Excerpt:
* begin *

It is interesting here that 'add_8888_8888' and 'over_8888_x888' are accessing
memory in exactly the same way (read 32-bit pixel from both source and
destination, write result to destination), while 'add' is much less
computationally intensive than 'over'.

On ARM, both 'add' and 'over' operations perform exactly the same when working
with the data in memory, which shows that they are memory bandwidth limited.
While on Atom 'over' is clearly limited by CPU performance and this is
something which can be possibly improved. Surely Atom still wins against ARM in
absolute numbers for 'over' operation, but it probably can do a lot better than
this.

Another note: this microbenchmark also shows that there may be little practical
gain in optimizing 'add_8888_8888' operation as it is already memory bandwidth
limited.

* end *

Exercise:
Give each distinct operation name that appears in single quotes in the excerpt on ARM and Atom performance, listing each only once. The records have no connection to the excerpt above them.

Items from a data source
* begin *

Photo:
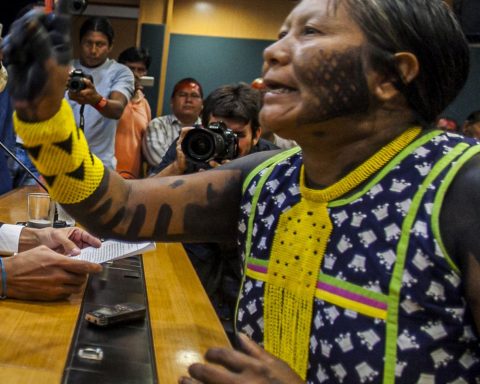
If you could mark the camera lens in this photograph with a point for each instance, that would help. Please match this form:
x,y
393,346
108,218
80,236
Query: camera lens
x,y
76,84
199,145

* end *

Full output:
add_8888_8888
over_8888_x888
add
over